_To do_: Extract each line from the rows below that contains the string "hill".

(Data extracted from a collection)
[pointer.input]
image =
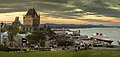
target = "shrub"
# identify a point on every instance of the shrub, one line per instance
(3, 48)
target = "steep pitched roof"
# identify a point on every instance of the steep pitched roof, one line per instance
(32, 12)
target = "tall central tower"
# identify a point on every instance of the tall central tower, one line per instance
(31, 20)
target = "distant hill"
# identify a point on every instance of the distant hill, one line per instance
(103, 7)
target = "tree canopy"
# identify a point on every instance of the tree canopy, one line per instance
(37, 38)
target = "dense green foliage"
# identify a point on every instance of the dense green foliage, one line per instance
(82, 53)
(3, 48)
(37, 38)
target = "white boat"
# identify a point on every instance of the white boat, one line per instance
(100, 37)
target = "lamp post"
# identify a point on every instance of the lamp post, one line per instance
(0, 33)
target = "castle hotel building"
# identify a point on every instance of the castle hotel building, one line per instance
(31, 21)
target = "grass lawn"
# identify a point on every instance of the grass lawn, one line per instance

* * *

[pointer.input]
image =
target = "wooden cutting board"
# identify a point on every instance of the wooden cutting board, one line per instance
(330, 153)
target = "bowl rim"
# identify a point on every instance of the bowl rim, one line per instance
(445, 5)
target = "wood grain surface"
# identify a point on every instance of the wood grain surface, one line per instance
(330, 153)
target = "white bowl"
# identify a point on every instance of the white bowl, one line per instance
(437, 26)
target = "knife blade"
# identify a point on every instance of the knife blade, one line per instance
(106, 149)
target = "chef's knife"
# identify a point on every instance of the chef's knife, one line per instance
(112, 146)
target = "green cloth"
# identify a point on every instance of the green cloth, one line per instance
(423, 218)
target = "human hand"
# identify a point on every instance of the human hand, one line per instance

...

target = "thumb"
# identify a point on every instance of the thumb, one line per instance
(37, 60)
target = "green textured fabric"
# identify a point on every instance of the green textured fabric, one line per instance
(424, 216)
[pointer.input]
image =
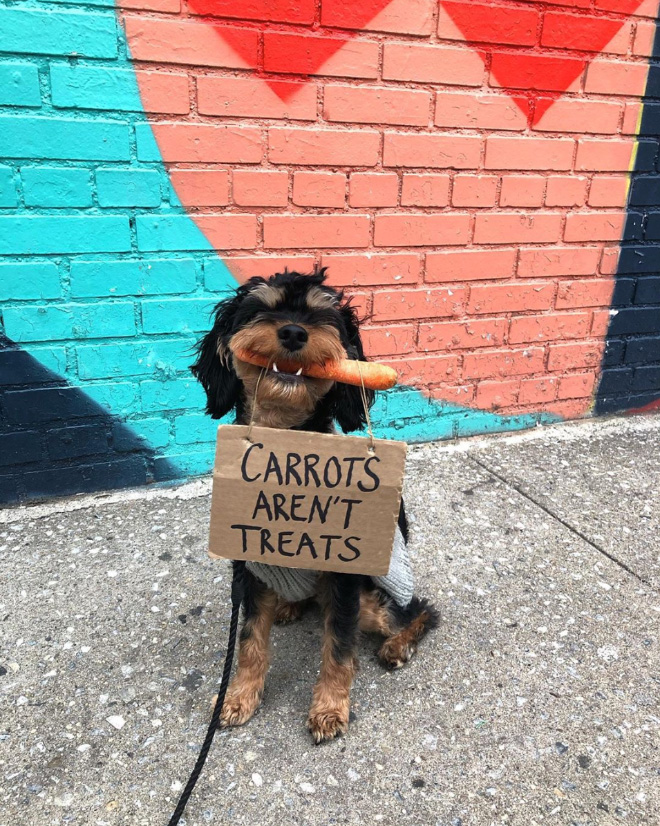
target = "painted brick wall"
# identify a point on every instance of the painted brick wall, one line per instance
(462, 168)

_Exercise solution_:
target = "distant hill"
# identify a point on every instance of the distant hill, one line per instance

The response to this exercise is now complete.